▸ What this task involves
From the entries below, reproduce exactly the line containing "Task: place one keypoint per instance of the boat hull", the line containing "Task: place one keypoint per instance of the distant", and every line in between, with nothing added.

▸ Dataset extract
◇ ◇ ◇ ◇
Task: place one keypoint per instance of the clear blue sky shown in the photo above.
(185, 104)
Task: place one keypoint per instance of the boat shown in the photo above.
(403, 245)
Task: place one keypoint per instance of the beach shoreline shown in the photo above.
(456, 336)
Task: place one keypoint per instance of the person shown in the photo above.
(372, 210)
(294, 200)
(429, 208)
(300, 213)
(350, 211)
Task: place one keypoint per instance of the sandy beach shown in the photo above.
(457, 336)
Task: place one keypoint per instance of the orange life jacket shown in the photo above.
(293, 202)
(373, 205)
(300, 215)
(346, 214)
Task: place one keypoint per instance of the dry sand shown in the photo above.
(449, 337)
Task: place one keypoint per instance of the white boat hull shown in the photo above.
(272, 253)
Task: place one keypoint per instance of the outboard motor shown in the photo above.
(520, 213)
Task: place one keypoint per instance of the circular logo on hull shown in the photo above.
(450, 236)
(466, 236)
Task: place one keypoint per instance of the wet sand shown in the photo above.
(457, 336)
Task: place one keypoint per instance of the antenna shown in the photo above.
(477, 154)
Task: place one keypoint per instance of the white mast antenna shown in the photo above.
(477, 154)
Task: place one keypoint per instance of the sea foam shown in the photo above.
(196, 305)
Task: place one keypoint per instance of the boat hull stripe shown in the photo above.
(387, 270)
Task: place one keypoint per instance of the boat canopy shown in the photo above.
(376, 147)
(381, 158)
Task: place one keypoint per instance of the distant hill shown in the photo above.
◇ ◇ ◇ ◇
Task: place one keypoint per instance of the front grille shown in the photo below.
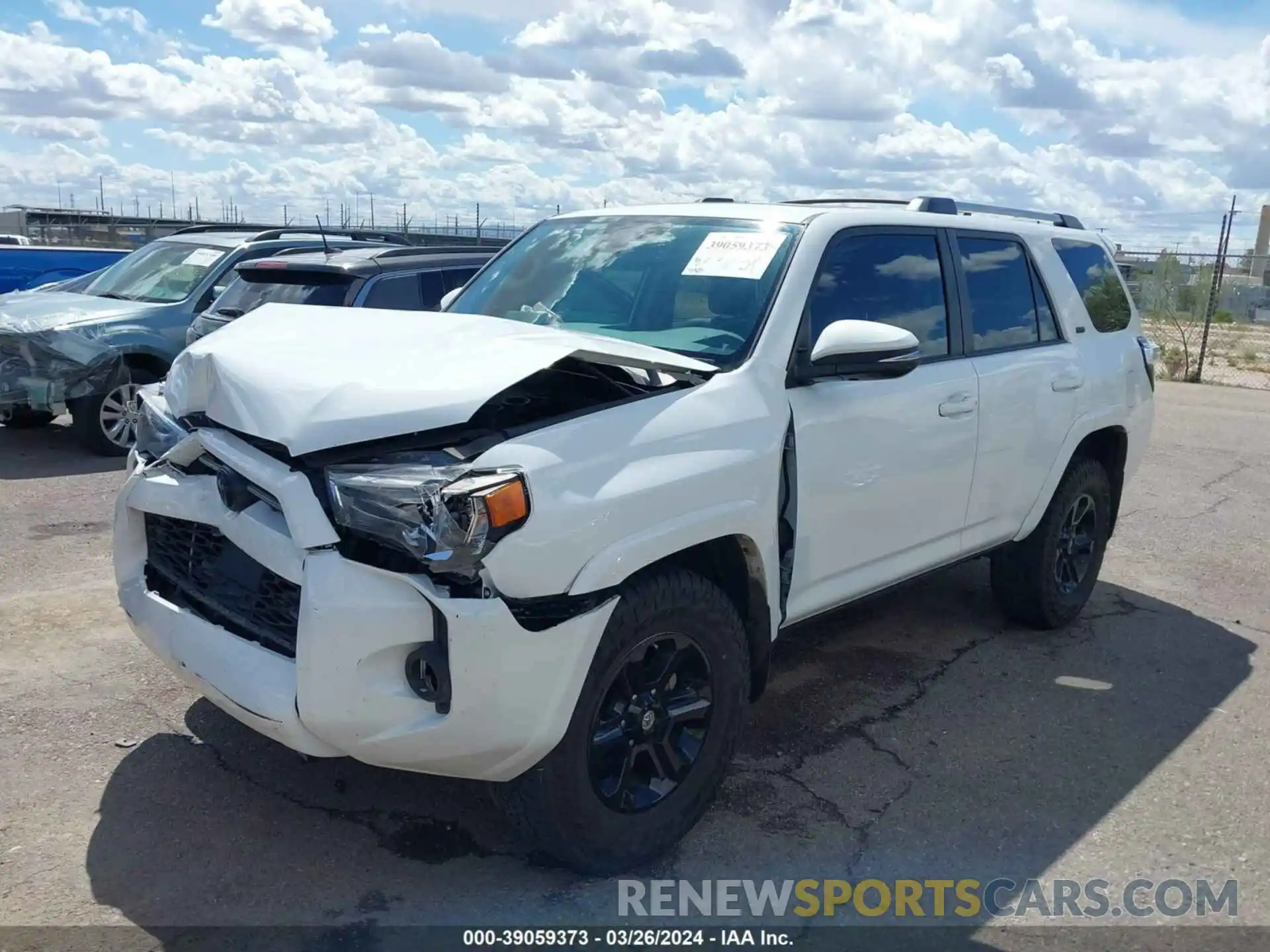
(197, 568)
◇ ◇ ◇ ◇
▸ Reply to the task
Task: place one keypoint per instance of the boat hull stripe shown in the photo above.
(387, 270)
Task: place one keypoint per instance of the boat canopy shown in the photo above.
(376, 147)
(381, 158)
Task: place one keypoint per instance of the distant hill shown in the photo above.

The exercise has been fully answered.